Object pointing dataset rows:
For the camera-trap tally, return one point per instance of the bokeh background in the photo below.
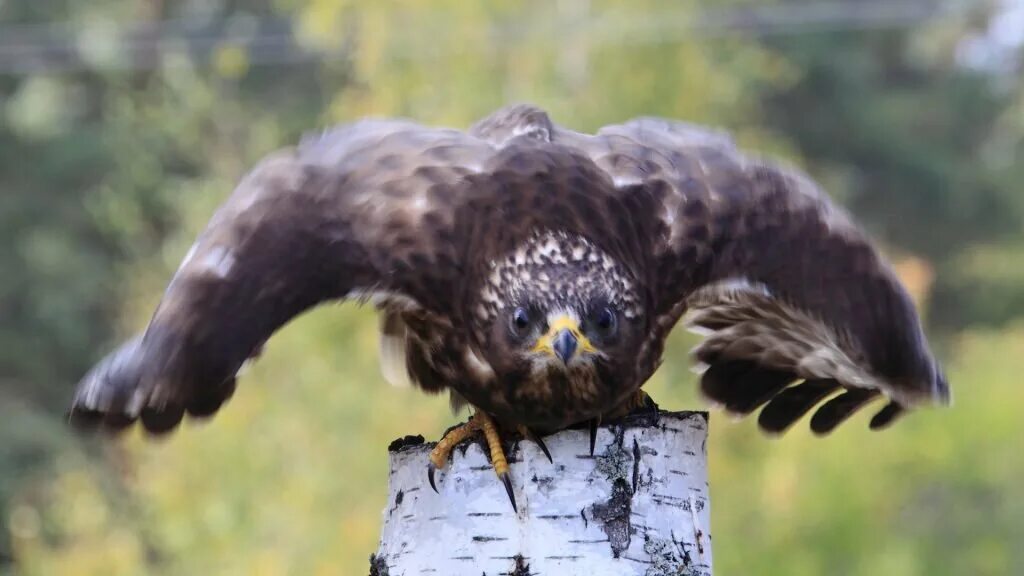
(123, 123)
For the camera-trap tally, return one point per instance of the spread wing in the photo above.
(367, 210)
(795, 303)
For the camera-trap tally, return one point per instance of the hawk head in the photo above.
(560, 317)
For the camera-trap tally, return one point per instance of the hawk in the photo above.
(535, 273)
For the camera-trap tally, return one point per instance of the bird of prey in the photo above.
(535, 273)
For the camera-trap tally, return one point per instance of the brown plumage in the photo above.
(536, 273)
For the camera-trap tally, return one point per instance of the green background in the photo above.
(115, 150)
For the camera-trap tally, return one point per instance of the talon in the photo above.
(497, 453)
(507, 481)
(439, 455)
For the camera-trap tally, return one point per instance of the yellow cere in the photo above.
(563, 322)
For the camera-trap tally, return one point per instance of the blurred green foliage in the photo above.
(108, 172)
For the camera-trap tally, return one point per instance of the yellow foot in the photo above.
(480, 421)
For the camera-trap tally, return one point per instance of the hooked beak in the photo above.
(564, 345)
(563, 339)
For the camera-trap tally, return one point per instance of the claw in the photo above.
(507, 481)
(431, 468)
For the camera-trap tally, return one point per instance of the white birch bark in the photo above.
(638, 506)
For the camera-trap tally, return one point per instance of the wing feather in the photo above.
(773, 274)
(363, 210)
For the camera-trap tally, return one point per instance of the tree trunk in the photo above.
(639, 505)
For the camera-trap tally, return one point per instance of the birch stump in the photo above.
(639, 505)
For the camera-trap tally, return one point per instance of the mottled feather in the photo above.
(426, 223)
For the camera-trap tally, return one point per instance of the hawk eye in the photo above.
(605, 322)
(519, 321)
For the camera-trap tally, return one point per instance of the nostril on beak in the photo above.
(564, 345)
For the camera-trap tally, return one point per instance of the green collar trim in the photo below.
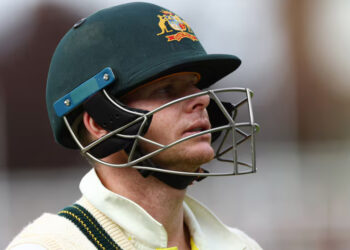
(89, 226)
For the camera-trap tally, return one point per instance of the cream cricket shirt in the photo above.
(129, 225)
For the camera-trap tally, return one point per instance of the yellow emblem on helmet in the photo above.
(175, 24)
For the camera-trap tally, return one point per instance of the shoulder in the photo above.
(50, 231)
(215, 232)
(251, 243)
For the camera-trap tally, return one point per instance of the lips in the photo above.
(197, 127)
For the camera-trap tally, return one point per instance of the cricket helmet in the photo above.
(114, 51)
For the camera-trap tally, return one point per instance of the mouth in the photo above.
(196, 128)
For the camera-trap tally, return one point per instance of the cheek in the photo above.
(165, 126)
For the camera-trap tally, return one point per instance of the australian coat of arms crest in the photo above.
(174, 28)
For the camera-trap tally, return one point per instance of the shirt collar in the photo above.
(124, 212)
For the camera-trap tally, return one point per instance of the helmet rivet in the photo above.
(67, 102)
(106, 77)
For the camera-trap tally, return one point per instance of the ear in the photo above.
(94, 129)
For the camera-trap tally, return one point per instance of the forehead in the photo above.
(176, 78)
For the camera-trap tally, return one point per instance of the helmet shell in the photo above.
(128, 38)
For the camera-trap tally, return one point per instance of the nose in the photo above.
(197, 103)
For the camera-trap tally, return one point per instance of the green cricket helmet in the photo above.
(114, 51)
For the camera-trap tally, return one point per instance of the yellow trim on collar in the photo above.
(193, 247)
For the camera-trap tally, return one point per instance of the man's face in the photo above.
(176, 121)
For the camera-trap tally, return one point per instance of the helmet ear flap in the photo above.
(217, 117)
(113, 116)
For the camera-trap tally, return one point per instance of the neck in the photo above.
(162, 202)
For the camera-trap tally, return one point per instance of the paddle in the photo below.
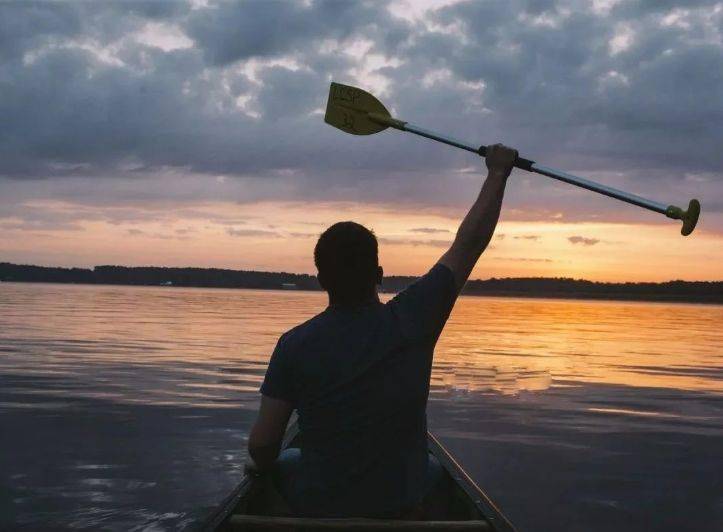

REQUIRED WORK: Repeat all of the rows above verbatim, leaving out the pictures.

TASK SOLUTION:
For the camera-trap tally, return one point per instance of the bokeh background in the photo below.
(123, 123)
For the camera-trap tally, return one point per instance of the spread wing in the photo above.
(367, 210)
(795, 303)
For the camera-trap tally, return one point per instance of the hawk head in the photo above.
(560, 317)
For the camera-trap tally, return one point per instance of the hawk in the photo above.
(535, 273)
For the camera-trap tally, return one point per instance of the bird of prey in the photo above.
(535, 273)
For the camera-trap tally, return one point per instance of the brown plumage in the photo above.
(536, 273)
For the camera-trap tally, return one point per instance of the green background in the photo above.
(115, 150)
For the camera-trap tally, return one point per instance of the talon in the photo above.
(497, 453)
(507, 481)
(439, 455)
For the camera-trap tally, return one point per instance of the yellow cere in the photo above.
(563, 322)
For the camera-trap tally, return one point per instance of the blurred green foliage in the photo above.
(108, 172)
For the camera-trap tally, return one point per instance of the yellow foot in the photo above.
(480, 421)
For the camera-trap tally, return one point per instance of the hooked beak in the photo above.
(564, 345)
(563, 339)
For the camera-trap tally, return one point per instance of the claw in the photo above.
(507, 481)
(431, 468)
For the camera-trap tally, return one point per instance of the white birch bark in the photo above.
(638, 506)
For the camera-trap tally, return one point per instance of the wing feather in the photo above.
(773, 274)
(363, 210)
For the camera-trap tally, return one point per instance of the tree trunk in the photo above.
(639, 505)
For the camera-trap tally, return one point per instance of the birch stump in the photo above.
(639, 505)
For the camera-trap tally, return one point per instance of the mottled feather in the photo above.
(426, 223)
For the camera-trap tally, return one point per instance of the hawk eye in the photo above.
(605, 322)
(519, 321)
For the camera-trap tally, return one point per instance of the nostril on beak in the photo above.
(564, 345)
For the camera-trap tally, return one point per instance of the green collar trim in the photo below.
(89, 226)
For the camera-trap tally, return one point per instance of the cream cricket shirt in the photo above.
(129, 225)
For the camera-trap tally, return one point per instance of the yellow emblem on helmet in the photo above.
(175, 24)
For the camera-trap tally, return one point per instance of the shoulder in the photo above.
(50, 231)
(215, 232)
(251, 243)
For the camera-trap tally, return one point per instance of the lips in the photo above.
(197, 127)
For the camera-trap tally, return one point per instance of the cricket helmet in the photo above.
(114, 51)
For the camera-trap tally, return one point per instance of the mouth in the photo above.
(196, 128)
For the camera-trap tally, return one point per instance of the cheek in the photo above.
(165, 126)
For the camera-trap tally, return one point per instance of the australian coat of arms crest in the photo above.
(174, 28)
For the camera-trap tally, return one point per instance of the shirt collar in the photo above.
(124, 212)
For the camera-trap tally, return one point per instance of the helmet rivet in the photo above.
(67, 102)
(106, 77)
For the camera-trap tally, return one point per instance of the ear in the photo above.
(94, 129)
For the camera-trap tally, return one point per instance of the forehead in the photo above.
(176, 78)
For the camera-trap tally, return one point per instance of the helmet shell in the photo above.
(128, 38)
For the camera-trap tally, return one point per instance of the nose in the photo above.
(197, 103)
For the camera-trap tally, return one point per instance of the green cricket helmet in the photo above.
(114, 51)
For the camera-trap tally, return one point per instance of the yellow trim on collar in the photo above.
(193, 247)
For the camera-trap tally, return one point per instance of the man's face in the photo above.
(176, 121)
For the camera-trap tally, return one point per instance of the helmet ear flap in the photo above.
(217, 117)
(113, 116)
For the camera-trap tally, return one point per instance of the neck in the photo above.
(162, 202)
For the camera-trap tally, return one point per instance of the paddle in the photo below.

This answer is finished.